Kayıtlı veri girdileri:
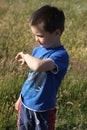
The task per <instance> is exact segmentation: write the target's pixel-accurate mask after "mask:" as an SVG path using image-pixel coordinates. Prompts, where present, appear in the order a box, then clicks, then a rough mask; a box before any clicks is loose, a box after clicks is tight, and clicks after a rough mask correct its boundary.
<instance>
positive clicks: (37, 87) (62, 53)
mask: <svg viewBox="0 0 87 130" xmlns="http://www.w3.org/2000/svg"><path fill="white" fill-rule="evenodd" d="M32 55H33V56H34V57H36V58H40V59H46V58H50V59H51V60H52V61H53V62H54V63H55V65H56V69H55V70H53V71H46V72H35V71H33V70H30V72H29V74H28V77H27V79H26V81H25V83H24V85H23V88H22V91H21V99H22V103H23V104H24V106H25V107H27V108H28V109H31V110H34V111H46V110H50V109H53V108H55V107H56V95H57V92H58V88H59V86H60V83H61V81H62V79H63V78H64V75H65V74H66V72H67V68H68V62H69V56H68V54H67V51H66V50H65V49H64V47H63V46H60V47H58V48H49V49H46V48H44V47H41V46H38V47H36V48H35V49H34V50H33V53H32ZM33 64H34V63H33Z"/></svg>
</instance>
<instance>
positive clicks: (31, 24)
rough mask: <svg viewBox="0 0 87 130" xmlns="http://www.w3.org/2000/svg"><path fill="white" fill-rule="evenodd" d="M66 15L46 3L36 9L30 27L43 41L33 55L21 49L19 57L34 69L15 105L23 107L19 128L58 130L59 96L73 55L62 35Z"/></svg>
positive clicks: (23, 86)
mask: <svg viewBox="0 0 87 130" xmlns="http://www.w3.org/2000/svg"><path fill="white" fill-rule="evenodd" d="M64 22H65V16H64V13H63V11H62V10H60V9H58V8H56V7H52V6H49V5H45V6H43V7H41V8H39V9H38V10H36V11H35V12H34V13H33V15H32V16H31V18H30V20H29V26H30V28H31V30H32V32H33V34H34V35H35V40H36V42H37V44H39V45H38V46H37V47H36V48H35V49H34V50H33V52H32V55H30V54H25V53H23V52H19V53H18V54H17V56H16V60H17V61H20V62H22V64H23V63H26V64H27V65H28V67H29V68H30V72H29V74H28V77H27V79H26V81H25V83H24V85H23V87H22V90H21V94H20V97H19V99H18V101H17V102H16V104H15V107H16V109H18V107H19V103H20V100H21V106H20V116H19V124H18V129H19V130H54V129H55V115H56V95H57V92H58V88H59V86H60V84H61V81H62V79H63V78H64V76H65V74H66V72H67V68H68V63H69V56H68V53H67V51H66V50H65V48H64V47H63V45H62V44H61V41H60V38H61V35H62V32H63V31H64Z"/></svg>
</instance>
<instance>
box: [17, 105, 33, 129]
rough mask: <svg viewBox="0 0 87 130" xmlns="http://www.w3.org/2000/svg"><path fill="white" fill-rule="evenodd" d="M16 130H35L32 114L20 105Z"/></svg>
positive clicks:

* Görev koşulları *
Kayıtlarda "positive" sözcüğünü içeren satırları belirleyin ve bu satırların her birini değiştirmeden kopyalayın.

* Yazılı yanıt *
positive clicks: (37, 87) (62, 53)
positive clicks: (31, 24)
positive clicks: (23, 86)
positive clicks:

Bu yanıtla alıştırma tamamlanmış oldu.